[The input]

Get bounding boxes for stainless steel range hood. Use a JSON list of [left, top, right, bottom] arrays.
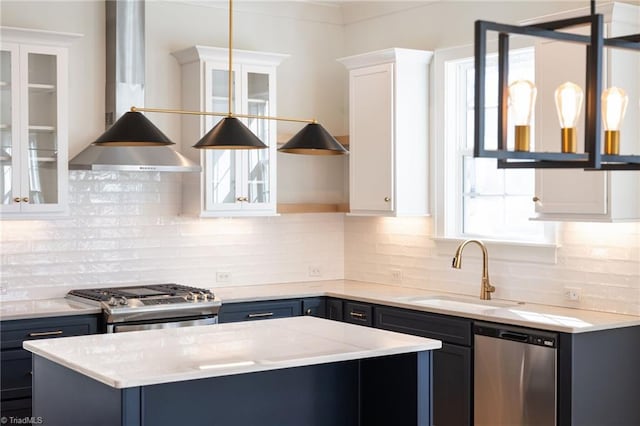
[[69, 0, 200, 172]]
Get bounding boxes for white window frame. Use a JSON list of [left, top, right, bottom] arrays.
[[431, 42, 558, 264]]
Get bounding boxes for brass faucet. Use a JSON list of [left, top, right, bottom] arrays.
[[451, 239, 496, 300]]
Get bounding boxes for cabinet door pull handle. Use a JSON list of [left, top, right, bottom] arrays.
[[349, 311, 366, 319], [13, 197, 21, 203], [247, 312, 274, 318], [305, 308, 312, 315], [22, 197, 29, 203], [384, 197, 390, 202], [532, 196, 540, 202], [28, 330, 63, 337]]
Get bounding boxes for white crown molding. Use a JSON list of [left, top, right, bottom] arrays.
[[178, 1, 435, 26], [0, 26, 83, 46]]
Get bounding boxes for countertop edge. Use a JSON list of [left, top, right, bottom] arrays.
[[4, 280, 640, 333]]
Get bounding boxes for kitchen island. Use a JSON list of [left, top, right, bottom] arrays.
[[23, 316, 441, 426]]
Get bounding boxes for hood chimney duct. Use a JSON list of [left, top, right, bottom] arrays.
[[70, 0, 201, 172]]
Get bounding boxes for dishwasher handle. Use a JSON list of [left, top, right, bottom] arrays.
[[499, 331, 529, 342]]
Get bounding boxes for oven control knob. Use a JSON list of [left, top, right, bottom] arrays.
[[108, 297, 119, 307], [119, 297, 128, 306], [187, 292, 196, 301]]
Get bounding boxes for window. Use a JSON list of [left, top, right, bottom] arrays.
[[435, 45, 555, 245]]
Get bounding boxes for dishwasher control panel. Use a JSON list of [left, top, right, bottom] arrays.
[[474, 323, 557, 348]]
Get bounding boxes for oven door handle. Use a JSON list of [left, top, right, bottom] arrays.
[[111, 317, 217, 333]]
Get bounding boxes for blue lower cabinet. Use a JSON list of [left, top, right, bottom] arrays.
[[0, 314, 99, 419], [326, 298, 344, 321], [374, 305, 473, 426], [301, 297, 326, 317]]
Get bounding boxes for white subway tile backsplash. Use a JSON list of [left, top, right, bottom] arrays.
[[345, 216, 640, 316], [0, 171, 343, 301], [1, 171, 637, 316]]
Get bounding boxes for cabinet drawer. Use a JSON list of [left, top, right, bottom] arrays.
[[343, 302, 373, 327], [374, 306, 471, 346], [219, 300, 302, 323], [1, 315, 99, 350], [0, 349, 32, 401]]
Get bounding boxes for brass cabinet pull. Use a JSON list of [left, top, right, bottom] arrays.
[[236, 196, 249, 202], [384, 197, 391, 202], [305, 308, 312, 315], [28, 330, 63, 337], [247, 312, 274, 318], [13, 197, 21, 203], [349, 311, 366, 319], [532, 196, 540, 202], [22, 197, 29, 203]]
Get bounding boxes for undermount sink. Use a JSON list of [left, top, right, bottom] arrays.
[[396, 295, 521, 313]]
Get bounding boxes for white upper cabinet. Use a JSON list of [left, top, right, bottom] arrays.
[[173, 46, 289, 217], [0, 27, 80, 219], [532, 3, 640, 221], [339, 48, 433, 216]]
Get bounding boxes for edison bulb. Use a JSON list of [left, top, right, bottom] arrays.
[[508, 80, 537, 151], [554, 82, 584, 153], [601, 87, 628, 155]]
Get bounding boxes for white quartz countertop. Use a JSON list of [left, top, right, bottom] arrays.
[[0, 298, 101, 321], [214, 280, 640, 333], [4, 280, 640, 333], [23, 316, 441, 389]]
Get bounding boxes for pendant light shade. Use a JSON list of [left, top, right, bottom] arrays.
[[193, 116, 268, 149], [93, 111, 175, 146], [278, 123, 348, 155]]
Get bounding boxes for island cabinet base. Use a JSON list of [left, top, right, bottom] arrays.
[[33, 351, 431, 426]]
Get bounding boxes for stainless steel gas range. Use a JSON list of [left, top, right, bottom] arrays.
[[66, 284, 221, 333]]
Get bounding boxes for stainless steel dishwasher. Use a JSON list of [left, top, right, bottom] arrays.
[[474, 322, 557, 426]]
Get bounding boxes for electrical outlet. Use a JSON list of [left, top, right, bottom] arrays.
[[308, 266, 322, 277], [391, 269, 403, 283], [216, 271, 231, 283], [563, 286, 582, 301]]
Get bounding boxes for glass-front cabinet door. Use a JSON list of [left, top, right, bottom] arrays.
[[202, 61, 277, 216], [0, 44, 20, 213], [0, 29, 73, 218]]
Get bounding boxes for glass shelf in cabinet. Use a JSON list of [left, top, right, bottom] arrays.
[[28, 125, 55, 132], [28, 83, 56, 93]]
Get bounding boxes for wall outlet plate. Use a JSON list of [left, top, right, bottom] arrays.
[[563, 286, 582, 301], [216, 271, 231, 283], [308, 266, 322, 277]]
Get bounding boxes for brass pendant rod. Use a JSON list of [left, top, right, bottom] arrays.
[[228, 0, 233, 117], [130, 106, 315, 124]]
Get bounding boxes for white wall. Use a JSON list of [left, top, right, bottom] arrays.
[[341, 1, 640, 316], [0, 1, 348, 299], [1, 1, 639, 315]]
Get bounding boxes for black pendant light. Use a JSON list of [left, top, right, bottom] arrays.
[[192, 0, 268, 150], [93, 111, 174, 146], [278, 122, 348, 155], [193, 116, 267, 149]]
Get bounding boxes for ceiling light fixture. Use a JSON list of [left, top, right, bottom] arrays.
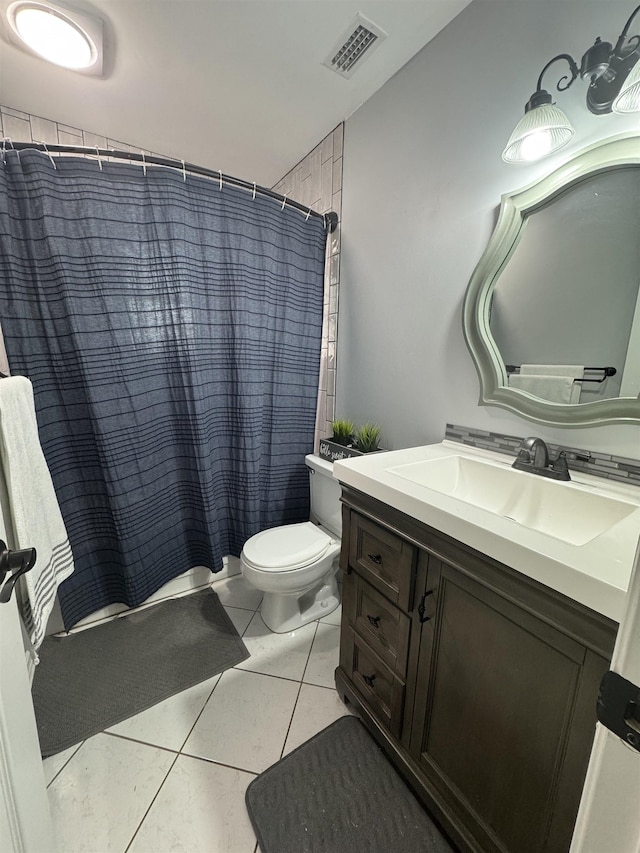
[[503, 3, 640, 164], [5, 0, 102, 72]]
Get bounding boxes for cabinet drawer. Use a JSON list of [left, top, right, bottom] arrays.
[[349, 513, 415, 611], [345, 573, 411, 677], [341, 625, 405, 737]]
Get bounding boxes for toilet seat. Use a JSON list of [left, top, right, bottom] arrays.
[[242, 522, 333, 572]]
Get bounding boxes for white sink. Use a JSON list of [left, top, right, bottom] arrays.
[[387, 455, 637, 546], [333, 441, 640, 621]]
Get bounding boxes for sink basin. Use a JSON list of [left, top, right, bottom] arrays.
[[387, 455, 637, 546]]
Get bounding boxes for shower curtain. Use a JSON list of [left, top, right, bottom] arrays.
[[0, 150, 327, 629]]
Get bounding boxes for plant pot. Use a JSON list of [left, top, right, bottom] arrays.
[[318, 439, 364, 463]]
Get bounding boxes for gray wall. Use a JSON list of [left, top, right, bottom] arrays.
[[337, 0, 640, 458]]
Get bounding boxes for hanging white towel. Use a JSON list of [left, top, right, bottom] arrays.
[[509, 373, 576, 404], [0, 376, 74, 651], [518, 364, 584, 403]]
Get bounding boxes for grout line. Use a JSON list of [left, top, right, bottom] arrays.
[[123, 750, 181, 853], [103, 730, 181, 756], [177, 751, 260, 777], [278, 621, 320, 759], [43, 740, 84, 788], [177, 674, 225, 753]]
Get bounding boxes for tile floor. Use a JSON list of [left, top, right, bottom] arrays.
[[43, 573, 352, 853]]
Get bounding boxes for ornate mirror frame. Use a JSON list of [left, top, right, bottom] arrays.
[[463, 134, 640, 427]]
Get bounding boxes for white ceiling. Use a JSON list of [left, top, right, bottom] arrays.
[[0, 0, 471, 187]]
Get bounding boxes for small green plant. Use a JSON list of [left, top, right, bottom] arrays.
[[331, 419, 355, 446], [353, 422, 382, 453]]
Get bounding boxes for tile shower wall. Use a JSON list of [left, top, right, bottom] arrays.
[[0, 104, 156, 155], [272, 124, 343, 450], [1, 104, 343, 449], [445, 424, 640, 487]]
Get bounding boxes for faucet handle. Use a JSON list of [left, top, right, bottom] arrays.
[[551, 450, 571, 480]]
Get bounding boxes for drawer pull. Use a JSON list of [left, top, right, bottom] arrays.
[[368, 553, 383, 564], [363, 673, 377, 687], [418, 589, 434, 623], [367, 614, 381, 629]]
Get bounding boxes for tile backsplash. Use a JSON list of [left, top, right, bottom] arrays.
[[445, 424, 640, 487]]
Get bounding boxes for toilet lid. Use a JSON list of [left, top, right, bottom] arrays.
[[243, 522, 333, 571]]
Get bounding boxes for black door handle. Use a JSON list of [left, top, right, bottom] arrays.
[[0, 540, 37, 604], [418, 589, 434, 623]]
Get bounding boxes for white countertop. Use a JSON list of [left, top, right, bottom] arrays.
[[333, 441, 640, 623]]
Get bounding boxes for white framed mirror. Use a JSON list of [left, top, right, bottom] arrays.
[[463, 134, 640, 427]]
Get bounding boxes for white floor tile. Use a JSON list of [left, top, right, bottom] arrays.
[[212, 575, 263, 610], [48, 732, 174, 853], [320, 602, 342, 626], [283, 683, 353, 756], [235, 612, 317, 681], [106, 675, 221, 752], [183, 669, 299, 773], [303, 622, 340, 688], [128, 754, 256, 853], [224, 605, 255, 637], [42, 742, 84, 786]]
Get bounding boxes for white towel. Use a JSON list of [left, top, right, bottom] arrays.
[[0, 376, 74, 650], [519, 364, 584, 404], [509, 373, 576, 404]]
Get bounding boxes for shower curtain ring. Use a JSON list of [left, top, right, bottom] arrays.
[[181, 160, 186, 182], [305, 208, 311, 221], [281, 195, 287, 211], [141, 151, 147, 177], [95, 147, 103, 171], [252, 182, 256, 200], [39, 141, 56, 170], [219, 170, 223, 190]]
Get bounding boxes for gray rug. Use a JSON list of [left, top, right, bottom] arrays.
[[33, 588, 249, 757], [245, 716, 455, 853]]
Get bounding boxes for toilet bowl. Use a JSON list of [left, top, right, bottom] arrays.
[[240, 454, 342, 633]]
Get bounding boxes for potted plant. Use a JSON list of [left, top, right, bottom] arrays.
[[353, 422, 382, 454], [319, 419, 383, 462], [330, 419, 355, 447]]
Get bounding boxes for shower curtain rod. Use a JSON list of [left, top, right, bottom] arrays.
[[3, 141, 339, 233]]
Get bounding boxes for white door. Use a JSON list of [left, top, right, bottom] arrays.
[[571, 538, 640, 853], [0, 521, 54, 852]]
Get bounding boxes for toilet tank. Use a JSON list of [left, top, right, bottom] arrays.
[[305, 454, 342, 537]]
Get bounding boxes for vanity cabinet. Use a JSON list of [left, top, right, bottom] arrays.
[[335, 486, 617, 853]]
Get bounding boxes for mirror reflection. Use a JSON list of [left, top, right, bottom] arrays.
[[488, 167, 640, 405]]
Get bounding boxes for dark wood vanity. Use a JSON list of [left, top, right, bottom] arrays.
[[335, 485, 618, 853]]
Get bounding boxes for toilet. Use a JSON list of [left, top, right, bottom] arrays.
[[240, 454, 342, 633]]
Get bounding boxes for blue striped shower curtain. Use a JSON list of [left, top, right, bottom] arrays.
[[0, 151, 326, 629]]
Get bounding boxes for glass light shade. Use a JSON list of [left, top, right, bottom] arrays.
[[8, 3, 96, 69], [502, 103, 575, 164], [612, 58, 640, 113]]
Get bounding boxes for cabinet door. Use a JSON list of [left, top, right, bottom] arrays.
[[410, 558, 609, 853]]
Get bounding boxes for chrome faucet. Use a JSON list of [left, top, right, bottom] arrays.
[[512, 437, 571, 481]]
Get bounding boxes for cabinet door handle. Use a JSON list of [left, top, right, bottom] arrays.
[[367, 614, 381, 629], [363, 673, 377, 687], [418, 589, 434, 623], [367, 553, 382, 564]]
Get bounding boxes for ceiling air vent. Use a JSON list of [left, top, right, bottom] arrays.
[[323, 14, 387, 79]]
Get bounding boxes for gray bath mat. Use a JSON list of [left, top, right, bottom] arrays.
[[245, 715, 455, 853], [33, 588, 249, 757]]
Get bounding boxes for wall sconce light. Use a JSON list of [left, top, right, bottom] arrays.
[[503, 3, 640, 163]]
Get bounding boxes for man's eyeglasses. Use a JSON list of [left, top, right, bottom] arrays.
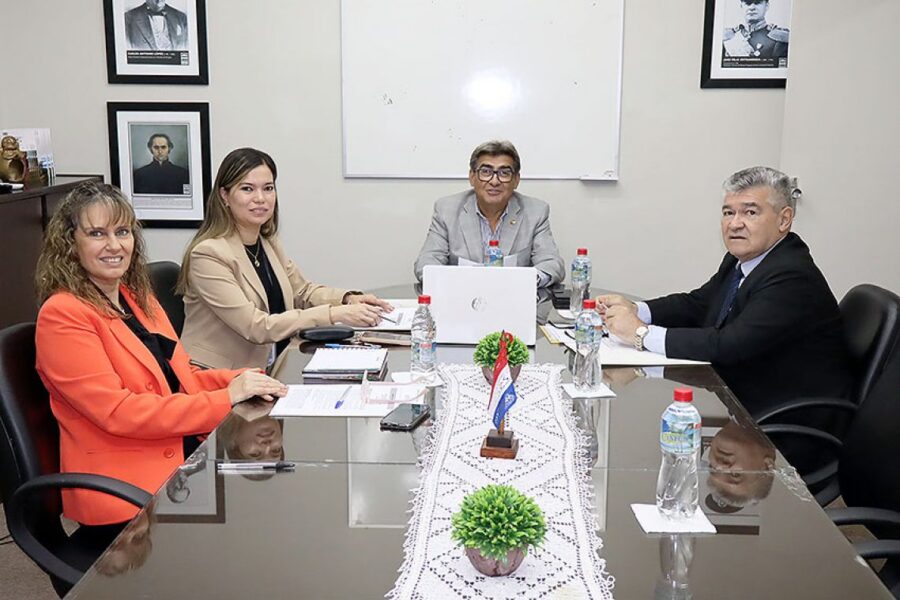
[[475, 166, 516, 183]]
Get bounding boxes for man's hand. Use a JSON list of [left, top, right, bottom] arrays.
[[605, 305, 646, 345], [596, 294, 636, 318]]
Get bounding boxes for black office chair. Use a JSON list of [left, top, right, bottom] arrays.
[[824, 342, 900, 597], [148, 260, 185, 336], [0, 323, 151, 597], [840, 284, 900, 405], [758, 284, 900, 487]]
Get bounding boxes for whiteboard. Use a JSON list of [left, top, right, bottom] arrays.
[[341, 0, 624, 180]]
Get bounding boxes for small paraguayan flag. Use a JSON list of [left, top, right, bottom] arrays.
[[486, 331, 519, 430]]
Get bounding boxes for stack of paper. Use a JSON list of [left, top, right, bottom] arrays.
[[302, 348, 388, 381]]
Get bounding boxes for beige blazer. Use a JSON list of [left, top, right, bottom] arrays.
[[180, 233, 348, 369]]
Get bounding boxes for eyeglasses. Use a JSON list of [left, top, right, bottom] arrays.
[[475, 165, 516, 183]]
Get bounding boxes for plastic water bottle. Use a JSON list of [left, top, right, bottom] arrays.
[[569, 248, 592, 314], [654, 534, 695, 600], [656, 388, 702, 519], [410, 294, 436, 378], [485, 239, 503, 266], [573, 299, 603, 391]]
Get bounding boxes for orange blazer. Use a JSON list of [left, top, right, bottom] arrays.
[[35, 286, 240, 525]]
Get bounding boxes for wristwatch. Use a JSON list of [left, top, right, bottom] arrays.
[[633, 325, 650, 351]]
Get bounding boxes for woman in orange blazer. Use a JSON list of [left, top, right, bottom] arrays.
[[34, 182, 287, 545]]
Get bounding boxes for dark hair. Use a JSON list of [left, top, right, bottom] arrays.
[[468, 140, 521, 173], [177, 148, 279, 294], [147, 133, 174, 150]]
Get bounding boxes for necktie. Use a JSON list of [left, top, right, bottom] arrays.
[[714, 266, 744, 328]]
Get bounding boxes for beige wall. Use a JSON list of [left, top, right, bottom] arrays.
[[2, 1, 785, 298], [780, 0, 900, 299]]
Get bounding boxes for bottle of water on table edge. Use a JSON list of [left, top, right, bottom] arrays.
[[573, 298, 603, 391], [410, 294, 436, 379], [656, 388, 701, 519], [569, 247, 592, 315], [485, 239, 503, 266]]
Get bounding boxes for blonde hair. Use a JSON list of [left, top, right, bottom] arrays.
[[35, 181, 153, 317], [176, 148, 279, 294]]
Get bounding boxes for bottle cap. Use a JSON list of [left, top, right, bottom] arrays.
[[673, 387, 693, 402], [489, 240, 499, 247], [417, 294, 431, 305], [582, 299, 597, 310], [577, 248, 588, 256]]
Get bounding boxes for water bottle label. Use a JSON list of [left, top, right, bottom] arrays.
[[660, 419, 701, 454], [413, 341, 435, 365], [572, 264, 590, 283]]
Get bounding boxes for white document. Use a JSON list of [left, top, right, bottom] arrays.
[[270, 383, 421, 418], [303, 348, 387, 373], [631, 503, 716, 534], [559, 334, 708, 367], [354, 303, 418, 331]]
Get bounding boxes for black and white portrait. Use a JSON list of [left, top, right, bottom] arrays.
[[124, 0, 189, 54], [129, 124, 192, 196], [722, 0, 790, 69], [104, 0, 208, 84], [701, 0, 792, 88]]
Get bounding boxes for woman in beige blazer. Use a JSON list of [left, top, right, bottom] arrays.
[[178, 148, 390, 369]]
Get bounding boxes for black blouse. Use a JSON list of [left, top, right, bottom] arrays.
[[244, 240, 290, 360], [118, 294, 201, 458]]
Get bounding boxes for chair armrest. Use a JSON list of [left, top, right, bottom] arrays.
[[756, 397, 857, 424], [6, 473, 152, 587], [759, 424, 843, 453], [802, 460, 839, 488], [813, 479, 841, 508], [854, 540, 900, 561], [826, 506, 900, 529]]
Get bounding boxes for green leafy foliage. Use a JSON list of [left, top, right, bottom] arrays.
[[451, 485, 546, 561], [472, 332, 530, 367]]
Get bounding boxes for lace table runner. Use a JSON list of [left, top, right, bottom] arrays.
[[389, 364, 615, 599]]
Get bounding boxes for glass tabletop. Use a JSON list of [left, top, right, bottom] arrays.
[[66, 284, 889, 598]]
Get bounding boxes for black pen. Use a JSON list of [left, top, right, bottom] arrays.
[[216, 461, 296, 472]]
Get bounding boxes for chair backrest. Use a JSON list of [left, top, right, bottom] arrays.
[[839, 339, 900, 519], [148, 261, 185, 336], [839, 284, 900, 403], [0, 323, 65, 539]]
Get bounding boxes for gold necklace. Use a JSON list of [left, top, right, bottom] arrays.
[[245, 241, 261, 268]]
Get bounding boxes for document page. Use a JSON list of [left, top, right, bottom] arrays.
[[354, 299, 418, 331], [270, 385, 390, 417], [303, 348, 387, 373], [559, 333, 708, 366]]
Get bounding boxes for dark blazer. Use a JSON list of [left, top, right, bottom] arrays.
[[124, 3, 189, 50], [133, 160, 190, 195], [646, 232, 852, 416]]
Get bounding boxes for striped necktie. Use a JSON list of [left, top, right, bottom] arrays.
[[714, 266, 744, 328]]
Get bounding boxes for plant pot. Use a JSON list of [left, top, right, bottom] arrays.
[[481, 364, 521, 385], [465, 546, 527, 577]]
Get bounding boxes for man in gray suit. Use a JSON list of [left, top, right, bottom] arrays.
[[414, 140, 565, 287]]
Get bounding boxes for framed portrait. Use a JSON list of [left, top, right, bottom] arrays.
[[157, 444, 226, 524], [103, 0, 209, 84], [701, 0, 792, 88], [107, 102, 210, 228]]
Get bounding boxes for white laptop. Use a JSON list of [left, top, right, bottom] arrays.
[[422, 265, 537, 345]]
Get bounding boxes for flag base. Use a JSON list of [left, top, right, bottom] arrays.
[[480, 429, 519, 459]]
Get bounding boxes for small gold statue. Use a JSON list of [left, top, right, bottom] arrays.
[[0, 135, 28, 183]]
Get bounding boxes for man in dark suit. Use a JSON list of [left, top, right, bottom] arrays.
[[599, 166, 851, 417], [132, 133, 190, 195], [124, 0, 188, 51]]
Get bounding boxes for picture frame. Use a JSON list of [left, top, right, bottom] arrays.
[[156, 443, 226, 524], [107, 102, 211, 228], [103, 0, 209, 85], [701, 0, 792, 89]]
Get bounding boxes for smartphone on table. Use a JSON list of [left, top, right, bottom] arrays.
[[380, 403, 430, 431]]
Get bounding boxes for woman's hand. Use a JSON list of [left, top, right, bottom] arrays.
[[331, 303, 385, 327], [345, 293, 393, 312], [228, 369, 288, 405]]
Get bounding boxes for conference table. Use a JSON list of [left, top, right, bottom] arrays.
[[67, 286, 890, 599]]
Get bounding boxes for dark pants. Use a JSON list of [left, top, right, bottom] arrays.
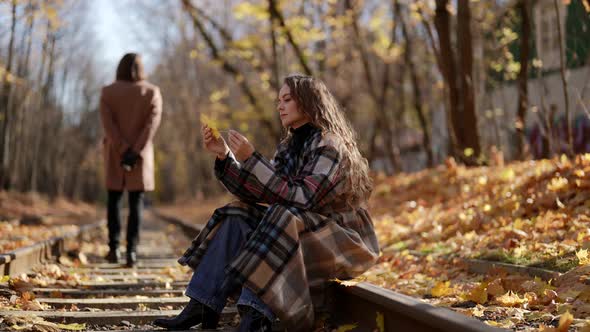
[[107, 190, 144, 252]]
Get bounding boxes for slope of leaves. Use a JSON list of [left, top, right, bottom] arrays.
[[364, 154, 590, 330], [0, 191, 100, 253]]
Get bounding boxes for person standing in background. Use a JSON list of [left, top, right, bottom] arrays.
[[99, 53, 163, 267]]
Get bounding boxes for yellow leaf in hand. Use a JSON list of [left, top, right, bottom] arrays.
[[200, 114, 221, 139]]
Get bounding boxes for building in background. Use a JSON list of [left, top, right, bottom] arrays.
[[483, 0, 590, 159]]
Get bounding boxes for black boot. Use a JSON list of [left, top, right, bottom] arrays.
[[105, 248, 121, 264], [153, 298, 220, 330], [237, 306, 273, 332], [126, 251, 137, 268]]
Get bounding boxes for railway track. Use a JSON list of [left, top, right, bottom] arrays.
[[0, 210, 505, 331]]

[/The input]

Starting at the line with "Get bounding boxes for black boot.", restate every line word for word through the end of the listing above.

Get bounding boxes for black boot. Use a JSON list of [left, top, right, bottom] arrays.
[[105, 248, 121, 264], [153, 298, 220, 330], [237, 306, 273, 332], [126, 251, 137, 268]]
Get bounding boxes for railway track. Use a JSON list of [left, top, right, bottom] arrays.
[[0, 210, 505, 331]]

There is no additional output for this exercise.